--- begin Records shown ---
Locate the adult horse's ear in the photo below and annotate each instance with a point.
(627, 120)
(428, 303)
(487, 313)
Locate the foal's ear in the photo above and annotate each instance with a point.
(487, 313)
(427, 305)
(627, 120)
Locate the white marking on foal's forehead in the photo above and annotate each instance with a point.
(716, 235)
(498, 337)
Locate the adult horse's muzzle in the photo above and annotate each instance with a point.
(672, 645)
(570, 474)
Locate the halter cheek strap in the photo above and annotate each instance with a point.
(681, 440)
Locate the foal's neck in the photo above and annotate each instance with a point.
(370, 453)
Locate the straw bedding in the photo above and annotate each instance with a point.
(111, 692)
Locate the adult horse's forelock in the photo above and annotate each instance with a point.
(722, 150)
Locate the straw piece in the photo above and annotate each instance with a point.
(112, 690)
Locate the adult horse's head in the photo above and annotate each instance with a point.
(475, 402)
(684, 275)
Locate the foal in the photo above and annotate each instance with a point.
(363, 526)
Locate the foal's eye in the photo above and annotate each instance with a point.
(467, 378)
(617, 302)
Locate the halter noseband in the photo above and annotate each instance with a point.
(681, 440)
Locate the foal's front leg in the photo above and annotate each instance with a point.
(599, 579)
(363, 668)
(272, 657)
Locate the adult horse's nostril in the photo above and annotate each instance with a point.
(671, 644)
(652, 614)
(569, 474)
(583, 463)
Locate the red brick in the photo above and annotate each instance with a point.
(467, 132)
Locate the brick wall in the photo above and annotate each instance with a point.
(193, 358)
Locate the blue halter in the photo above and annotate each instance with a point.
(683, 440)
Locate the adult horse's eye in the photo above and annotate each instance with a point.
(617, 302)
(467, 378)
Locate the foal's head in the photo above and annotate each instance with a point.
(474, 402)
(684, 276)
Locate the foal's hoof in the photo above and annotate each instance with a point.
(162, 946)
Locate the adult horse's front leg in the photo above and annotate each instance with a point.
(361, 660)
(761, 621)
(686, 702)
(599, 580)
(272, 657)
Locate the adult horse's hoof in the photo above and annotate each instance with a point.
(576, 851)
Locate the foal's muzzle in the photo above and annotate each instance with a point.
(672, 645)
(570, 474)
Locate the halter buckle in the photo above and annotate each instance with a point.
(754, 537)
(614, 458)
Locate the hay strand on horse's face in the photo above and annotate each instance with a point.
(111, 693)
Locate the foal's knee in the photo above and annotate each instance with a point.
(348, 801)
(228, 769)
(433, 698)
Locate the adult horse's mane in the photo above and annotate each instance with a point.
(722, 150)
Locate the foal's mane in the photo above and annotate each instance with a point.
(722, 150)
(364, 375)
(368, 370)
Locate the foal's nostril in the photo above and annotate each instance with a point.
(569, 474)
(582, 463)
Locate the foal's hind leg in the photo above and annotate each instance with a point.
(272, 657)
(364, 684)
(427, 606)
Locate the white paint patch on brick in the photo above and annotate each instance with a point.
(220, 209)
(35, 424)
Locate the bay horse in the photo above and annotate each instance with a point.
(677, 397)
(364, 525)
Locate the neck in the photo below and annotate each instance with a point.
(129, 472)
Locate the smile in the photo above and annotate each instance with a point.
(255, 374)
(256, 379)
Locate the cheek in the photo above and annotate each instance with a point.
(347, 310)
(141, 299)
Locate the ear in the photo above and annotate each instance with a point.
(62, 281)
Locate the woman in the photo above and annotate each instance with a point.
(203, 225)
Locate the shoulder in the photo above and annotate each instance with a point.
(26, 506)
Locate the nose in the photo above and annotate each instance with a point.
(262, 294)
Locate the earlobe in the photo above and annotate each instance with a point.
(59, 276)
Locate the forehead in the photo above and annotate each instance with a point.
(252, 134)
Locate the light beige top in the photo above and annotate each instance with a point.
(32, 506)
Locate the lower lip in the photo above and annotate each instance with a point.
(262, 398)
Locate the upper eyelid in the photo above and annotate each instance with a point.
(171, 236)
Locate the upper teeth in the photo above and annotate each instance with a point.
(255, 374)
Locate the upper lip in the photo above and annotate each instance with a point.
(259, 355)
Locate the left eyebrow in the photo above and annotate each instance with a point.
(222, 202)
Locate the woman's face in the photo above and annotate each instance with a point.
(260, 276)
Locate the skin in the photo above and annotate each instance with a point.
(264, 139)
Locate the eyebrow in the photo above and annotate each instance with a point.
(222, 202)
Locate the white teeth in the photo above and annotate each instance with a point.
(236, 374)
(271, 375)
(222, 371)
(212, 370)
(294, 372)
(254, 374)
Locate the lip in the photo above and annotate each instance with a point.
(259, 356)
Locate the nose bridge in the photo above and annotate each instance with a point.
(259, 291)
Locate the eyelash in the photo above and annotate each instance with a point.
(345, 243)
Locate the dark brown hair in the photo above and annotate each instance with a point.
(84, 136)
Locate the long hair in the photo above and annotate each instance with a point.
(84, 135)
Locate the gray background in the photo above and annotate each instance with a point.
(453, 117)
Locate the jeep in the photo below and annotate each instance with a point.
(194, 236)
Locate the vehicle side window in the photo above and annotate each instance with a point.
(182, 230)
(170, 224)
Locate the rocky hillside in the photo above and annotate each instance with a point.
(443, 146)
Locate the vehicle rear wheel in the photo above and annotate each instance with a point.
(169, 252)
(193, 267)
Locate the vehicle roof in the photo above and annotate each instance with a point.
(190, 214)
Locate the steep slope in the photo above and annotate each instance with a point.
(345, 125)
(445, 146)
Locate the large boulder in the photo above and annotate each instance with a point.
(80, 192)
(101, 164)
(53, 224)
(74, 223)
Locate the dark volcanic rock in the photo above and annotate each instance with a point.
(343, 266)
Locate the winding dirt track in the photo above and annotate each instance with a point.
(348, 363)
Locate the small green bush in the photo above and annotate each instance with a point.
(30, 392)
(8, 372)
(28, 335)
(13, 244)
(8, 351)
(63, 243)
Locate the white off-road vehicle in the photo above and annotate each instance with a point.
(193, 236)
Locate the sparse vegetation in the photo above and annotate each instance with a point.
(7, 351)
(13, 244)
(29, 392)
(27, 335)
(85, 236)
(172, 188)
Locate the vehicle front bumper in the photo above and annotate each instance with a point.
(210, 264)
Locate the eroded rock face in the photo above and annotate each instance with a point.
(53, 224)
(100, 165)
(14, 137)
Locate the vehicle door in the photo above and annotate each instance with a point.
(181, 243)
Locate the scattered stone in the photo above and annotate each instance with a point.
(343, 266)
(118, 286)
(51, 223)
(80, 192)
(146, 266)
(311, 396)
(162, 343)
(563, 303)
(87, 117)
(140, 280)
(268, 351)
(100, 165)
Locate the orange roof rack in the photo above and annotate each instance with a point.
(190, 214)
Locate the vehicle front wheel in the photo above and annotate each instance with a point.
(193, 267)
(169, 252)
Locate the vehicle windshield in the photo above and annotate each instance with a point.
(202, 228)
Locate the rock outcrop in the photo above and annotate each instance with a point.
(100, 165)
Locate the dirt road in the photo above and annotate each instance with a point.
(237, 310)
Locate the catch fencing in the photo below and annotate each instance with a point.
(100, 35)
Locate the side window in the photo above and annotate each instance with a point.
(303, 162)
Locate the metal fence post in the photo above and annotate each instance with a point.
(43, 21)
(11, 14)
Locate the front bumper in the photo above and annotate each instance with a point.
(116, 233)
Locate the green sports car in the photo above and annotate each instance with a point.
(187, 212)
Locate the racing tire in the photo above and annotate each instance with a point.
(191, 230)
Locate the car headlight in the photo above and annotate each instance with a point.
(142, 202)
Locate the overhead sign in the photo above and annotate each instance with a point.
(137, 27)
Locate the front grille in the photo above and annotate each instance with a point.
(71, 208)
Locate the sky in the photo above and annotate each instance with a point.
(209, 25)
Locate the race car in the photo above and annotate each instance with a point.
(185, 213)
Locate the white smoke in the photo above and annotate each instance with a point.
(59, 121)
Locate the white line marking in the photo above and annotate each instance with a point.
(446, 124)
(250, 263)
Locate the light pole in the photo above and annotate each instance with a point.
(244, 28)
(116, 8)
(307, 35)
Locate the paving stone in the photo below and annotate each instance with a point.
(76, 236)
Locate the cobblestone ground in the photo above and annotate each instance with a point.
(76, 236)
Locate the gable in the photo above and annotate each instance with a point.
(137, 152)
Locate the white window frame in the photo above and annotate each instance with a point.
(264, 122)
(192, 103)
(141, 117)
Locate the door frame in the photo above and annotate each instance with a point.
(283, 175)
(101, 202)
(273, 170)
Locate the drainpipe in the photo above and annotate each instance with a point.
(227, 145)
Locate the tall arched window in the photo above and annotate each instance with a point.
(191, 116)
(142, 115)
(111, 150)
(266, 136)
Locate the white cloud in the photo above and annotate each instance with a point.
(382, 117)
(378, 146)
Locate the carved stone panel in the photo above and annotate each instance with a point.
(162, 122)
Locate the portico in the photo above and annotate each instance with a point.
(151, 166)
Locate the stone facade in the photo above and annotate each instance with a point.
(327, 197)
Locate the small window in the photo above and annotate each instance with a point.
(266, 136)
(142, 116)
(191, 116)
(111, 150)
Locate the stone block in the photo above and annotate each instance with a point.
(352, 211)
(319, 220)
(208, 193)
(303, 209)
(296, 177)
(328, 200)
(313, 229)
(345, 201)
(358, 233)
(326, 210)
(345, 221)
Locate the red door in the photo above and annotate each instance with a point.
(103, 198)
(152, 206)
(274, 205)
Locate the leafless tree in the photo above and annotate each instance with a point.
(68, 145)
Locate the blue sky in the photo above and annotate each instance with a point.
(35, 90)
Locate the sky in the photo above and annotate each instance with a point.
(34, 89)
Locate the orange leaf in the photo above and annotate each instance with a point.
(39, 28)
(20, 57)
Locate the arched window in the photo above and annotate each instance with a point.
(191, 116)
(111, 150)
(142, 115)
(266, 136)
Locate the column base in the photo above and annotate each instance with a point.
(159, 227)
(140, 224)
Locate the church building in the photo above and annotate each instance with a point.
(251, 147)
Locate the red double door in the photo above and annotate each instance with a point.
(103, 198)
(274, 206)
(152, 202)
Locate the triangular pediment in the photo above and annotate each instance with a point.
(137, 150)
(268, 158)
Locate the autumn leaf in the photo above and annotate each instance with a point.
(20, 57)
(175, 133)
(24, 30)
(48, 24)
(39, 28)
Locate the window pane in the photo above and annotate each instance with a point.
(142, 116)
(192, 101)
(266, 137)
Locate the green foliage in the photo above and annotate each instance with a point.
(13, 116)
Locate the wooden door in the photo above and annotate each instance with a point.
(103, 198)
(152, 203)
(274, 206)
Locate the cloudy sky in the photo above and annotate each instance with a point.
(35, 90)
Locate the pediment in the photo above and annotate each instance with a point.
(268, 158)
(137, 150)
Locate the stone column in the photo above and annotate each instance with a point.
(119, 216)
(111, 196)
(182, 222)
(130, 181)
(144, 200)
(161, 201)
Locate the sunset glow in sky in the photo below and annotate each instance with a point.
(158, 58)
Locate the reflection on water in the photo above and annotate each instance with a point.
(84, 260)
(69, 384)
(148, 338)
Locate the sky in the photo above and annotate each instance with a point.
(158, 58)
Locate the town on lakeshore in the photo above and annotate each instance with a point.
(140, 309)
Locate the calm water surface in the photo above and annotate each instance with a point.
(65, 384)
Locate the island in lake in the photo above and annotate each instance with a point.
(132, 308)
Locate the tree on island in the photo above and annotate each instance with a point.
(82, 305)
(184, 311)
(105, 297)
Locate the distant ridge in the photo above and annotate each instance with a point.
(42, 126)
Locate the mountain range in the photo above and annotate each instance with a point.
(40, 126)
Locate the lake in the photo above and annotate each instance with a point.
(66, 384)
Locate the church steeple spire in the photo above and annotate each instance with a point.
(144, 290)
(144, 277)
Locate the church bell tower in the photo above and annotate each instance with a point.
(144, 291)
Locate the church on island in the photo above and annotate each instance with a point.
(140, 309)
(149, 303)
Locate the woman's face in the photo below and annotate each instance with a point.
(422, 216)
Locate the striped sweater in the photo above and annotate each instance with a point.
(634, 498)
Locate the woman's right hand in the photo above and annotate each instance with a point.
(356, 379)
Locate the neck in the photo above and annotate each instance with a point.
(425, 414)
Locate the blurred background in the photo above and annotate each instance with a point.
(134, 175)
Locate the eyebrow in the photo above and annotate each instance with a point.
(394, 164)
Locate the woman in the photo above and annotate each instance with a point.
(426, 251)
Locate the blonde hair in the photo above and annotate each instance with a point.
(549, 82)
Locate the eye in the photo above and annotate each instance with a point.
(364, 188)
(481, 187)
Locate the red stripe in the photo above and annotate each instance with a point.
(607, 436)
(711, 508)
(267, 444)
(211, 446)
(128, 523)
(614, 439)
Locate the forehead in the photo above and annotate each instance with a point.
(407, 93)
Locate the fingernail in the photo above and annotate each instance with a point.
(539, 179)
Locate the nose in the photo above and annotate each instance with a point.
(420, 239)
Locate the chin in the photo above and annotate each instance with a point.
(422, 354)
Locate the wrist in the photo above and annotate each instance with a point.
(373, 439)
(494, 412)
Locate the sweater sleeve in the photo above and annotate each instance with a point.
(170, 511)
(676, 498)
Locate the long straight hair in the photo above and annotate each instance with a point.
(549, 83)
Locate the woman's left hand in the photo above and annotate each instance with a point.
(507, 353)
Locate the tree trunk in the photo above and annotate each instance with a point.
--- end Records shown ---
→ **The problem**: Arrange the entries from the line containing "Locate the church bell" through the end of the entries as a Markdown table with the columns Row and Entry Line, numbering each row and leaving out blank lines.

→ **Result**:
| Row | Entry Line |
|---|---|
| 1 | Locate the church bell tower in the photo above and annotate each instance with a point. |
| 2 | (144, 291) |
| 3 | Locate the church on island in the photo above and annotate each instance with a point. |
| 4 | (140, 309) |
| 5 | (149, 303) |
| 6 | Locate the woman's face in the photo below and annotate each instance with a point. |
| 7 | (422, 216) |
| 8 | Locate the striped sweater in the photo above and annotate each instance with a point. |
| 9 | (634, 498) |
| 10 | Locate the woman's right hand in the photo above and annotate each instance with a point. |
| 11 | (356, 379) |
| 12 | Locate the neck in the photo above and annotate each instance with a point. |
| 13 | (425, 414) |
| 14 | Locate the blurred background in the photo above and annotate each instance with a point. |
| 15 | (134, 175) |
| 16 | Locate the eyebrow in the photo above and annotate each instance with a point. |
| 17 | (394, 164) |
| 18 | Locate the woman in the photo above and annotate each instance with a point. |
| 19 | (426, 251) |
| 20 | Locate the blonde hair in the photo above and annotate each instance with a point. |
| 21 | (549, 82) |
| 22 | Locate the eye in the photo above and annotate each instance with a point. |
| 23 | (364, 188) |
| 24 | (481, 187) |
| 25 | Locate the red stripe in the photo above and annotate each instance with a point. |
| 26 | (607, 436) |
| 27 | (711, 508) |
| 28 | (267, 444) |
| 29 | (211, 446) |
| 30 | (128, 523) |
| 31 | (614, 439) |
| 32 | Locate the forehead in the photo above and annotate each instance with a point. |
| 33 | (407, 93) |
| 34 | Locate the fingernail in the photo above and annotate each instance with a point. |
| 35 | (539, 179) |
| 36 | Locate the nose in the photo above and annotate each instance with a point. |
| 37 | (420, 239) |
| 38 | Locate the chin in the photo above and annotate each instance with a point. |
| 39 | (422, 354) |
| 40 | Locate the wrist in the photo above and annotate each instance with a point. |
| 41 | (373, 439) |
| 42 | (494, 412) |
| 43 | Locate the sweater sleeve in the photo above and annotate each instance with a point. |
| 44 | (170, 511) |
| 45 | (676, 498) |
| 46 | Locate the long straight hair in the photo above and annotate each instance with a point. |
| 47 | (549, 83) |
| 48 | Locate the woman's left hand in the photo above and annotate each instance with a point. |
| 49 | (507, 353) |
| 50 | Locate the tree trunk in the photo above and annotate each instance with a point. |